-- Start of DATASET CONTENT --
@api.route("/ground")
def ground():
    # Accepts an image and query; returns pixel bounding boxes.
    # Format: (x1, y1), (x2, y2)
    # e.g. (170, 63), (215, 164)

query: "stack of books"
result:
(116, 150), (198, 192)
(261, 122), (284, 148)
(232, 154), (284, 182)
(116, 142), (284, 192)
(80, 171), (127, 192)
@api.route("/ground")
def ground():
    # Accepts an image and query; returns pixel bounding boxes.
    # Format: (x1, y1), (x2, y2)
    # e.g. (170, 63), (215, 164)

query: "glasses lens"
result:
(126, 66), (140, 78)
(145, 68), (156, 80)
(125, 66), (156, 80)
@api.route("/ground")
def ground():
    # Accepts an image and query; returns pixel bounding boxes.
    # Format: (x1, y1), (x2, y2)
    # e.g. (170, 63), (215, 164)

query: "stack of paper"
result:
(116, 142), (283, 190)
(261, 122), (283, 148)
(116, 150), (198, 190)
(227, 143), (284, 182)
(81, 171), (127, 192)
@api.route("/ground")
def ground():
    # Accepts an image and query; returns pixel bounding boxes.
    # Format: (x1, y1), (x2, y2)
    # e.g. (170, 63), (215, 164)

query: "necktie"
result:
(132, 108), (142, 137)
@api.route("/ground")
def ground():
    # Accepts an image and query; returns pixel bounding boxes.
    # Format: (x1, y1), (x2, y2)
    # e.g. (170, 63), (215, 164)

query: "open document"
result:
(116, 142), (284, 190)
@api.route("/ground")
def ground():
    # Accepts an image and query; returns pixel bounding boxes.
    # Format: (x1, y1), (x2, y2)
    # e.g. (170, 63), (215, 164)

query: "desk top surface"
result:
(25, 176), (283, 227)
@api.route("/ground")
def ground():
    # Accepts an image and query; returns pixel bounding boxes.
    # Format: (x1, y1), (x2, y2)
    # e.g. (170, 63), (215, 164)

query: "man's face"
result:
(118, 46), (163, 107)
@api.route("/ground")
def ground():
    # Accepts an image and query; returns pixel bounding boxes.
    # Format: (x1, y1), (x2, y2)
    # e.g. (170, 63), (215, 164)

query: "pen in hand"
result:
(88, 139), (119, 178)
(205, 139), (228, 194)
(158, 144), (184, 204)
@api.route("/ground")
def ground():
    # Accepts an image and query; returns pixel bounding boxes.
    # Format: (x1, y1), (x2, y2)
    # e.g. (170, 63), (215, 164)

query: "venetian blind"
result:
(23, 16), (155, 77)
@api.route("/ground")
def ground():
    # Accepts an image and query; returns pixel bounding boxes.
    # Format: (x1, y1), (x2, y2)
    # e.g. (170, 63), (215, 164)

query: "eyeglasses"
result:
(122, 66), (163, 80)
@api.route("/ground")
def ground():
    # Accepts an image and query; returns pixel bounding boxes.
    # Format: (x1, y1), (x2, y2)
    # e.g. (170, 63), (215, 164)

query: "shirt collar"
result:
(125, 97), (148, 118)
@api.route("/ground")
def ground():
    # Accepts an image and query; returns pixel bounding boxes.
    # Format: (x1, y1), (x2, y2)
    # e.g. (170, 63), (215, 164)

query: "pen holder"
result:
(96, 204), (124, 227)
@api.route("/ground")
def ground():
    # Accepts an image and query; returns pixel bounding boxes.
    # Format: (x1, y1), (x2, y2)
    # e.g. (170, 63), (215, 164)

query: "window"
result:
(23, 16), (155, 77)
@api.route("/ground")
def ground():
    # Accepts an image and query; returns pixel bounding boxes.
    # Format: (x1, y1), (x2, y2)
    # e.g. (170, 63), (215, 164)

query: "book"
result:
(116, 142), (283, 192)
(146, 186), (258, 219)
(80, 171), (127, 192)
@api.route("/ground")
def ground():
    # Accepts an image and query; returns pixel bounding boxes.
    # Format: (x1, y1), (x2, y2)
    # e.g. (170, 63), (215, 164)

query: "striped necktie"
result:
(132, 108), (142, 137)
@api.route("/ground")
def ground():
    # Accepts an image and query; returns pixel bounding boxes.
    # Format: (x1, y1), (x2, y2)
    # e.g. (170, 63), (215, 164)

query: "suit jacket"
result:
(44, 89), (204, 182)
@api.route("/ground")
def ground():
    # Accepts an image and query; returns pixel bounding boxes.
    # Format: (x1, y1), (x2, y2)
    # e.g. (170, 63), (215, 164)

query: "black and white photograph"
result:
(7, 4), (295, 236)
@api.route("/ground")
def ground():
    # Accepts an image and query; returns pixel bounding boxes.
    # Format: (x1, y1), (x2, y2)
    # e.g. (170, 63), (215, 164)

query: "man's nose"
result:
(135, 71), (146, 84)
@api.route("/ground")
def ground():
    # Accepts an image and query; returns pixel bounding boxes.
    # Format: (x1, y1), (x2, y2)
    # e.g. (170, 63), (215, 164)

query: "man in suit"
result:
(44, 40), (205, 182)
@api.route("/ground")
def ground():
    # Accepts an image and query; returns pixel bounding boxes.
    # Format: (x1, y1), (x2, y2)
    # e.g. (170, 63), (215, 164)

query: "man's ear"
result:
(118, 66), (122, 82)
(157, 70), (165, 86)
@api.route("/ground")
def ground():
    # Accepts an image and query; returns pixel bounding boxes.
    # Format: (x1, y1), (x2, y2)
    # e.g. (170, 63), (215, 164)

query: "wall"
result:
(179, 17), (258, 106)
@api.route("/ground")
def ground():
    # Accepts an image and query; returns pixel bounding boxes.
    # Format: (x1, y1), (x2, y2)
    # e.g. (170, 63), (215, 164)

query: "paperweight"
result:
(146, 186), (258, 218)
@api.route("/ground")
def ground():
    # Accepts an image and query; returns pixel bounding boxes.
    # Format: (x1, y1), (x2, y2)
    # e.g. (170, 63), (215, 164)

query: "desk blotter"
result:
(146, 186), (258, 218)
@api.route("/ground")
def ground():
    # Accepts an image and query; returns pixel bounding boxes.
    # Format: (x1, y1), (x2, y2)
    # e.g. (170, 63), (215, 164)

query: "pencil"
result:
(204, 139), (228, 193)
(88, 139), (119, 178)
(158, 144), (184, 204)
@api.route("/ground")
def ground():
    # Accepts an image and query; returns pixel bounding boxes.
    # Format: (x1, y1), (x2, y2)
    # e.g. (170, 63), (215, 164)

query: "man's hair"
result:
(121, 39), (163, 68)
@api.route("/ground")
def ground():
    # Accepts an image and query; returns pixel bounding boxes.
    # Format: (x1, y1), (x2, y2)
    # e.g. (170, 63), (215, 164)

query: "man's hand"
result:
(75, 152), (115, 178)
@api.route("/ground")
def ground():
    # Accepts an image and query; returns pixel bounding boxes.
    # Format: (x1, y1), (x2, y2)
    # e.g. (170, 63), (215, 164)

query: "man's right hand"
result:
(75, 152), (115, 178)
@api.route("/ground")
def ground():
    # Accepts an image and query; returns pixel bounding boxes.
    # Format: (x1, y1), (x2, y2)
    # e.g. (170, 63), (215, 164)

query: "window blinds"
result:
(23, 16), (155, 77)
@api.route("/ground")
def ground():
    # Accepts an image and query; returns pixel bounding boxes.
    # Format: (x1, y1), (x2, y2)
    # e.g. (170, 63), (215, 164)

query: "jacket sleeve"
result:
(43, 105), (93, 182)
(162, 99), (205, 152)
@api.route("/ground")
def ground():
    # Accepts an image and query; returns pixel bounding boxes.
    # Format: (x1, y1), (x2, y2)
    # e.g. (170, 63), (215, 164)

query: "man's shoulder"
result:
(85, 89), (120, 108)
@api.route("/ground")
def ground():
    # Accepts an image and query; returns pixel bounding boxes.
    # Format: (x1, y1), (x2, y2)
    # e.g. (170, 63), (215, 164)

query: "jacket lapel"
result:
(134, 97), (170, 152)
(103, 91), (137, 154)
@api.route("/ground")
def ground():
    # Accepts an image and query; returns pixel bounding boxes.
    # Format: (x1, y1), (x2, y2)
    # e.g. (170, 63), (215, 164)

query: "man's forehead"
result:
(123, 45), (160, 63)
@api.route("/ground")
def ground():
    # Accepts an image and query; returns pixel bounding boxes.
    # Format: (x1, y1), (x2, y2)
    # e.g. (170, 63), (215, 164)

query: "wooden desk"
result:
-- End of DATASET CONTENT --
§ INSTRUCTION:
Please show every line of the material above that contains the word "desk".

§ FULL RESPONSE:
query: "desk top surface"
query: "desk blotter"
query: "wooden desk"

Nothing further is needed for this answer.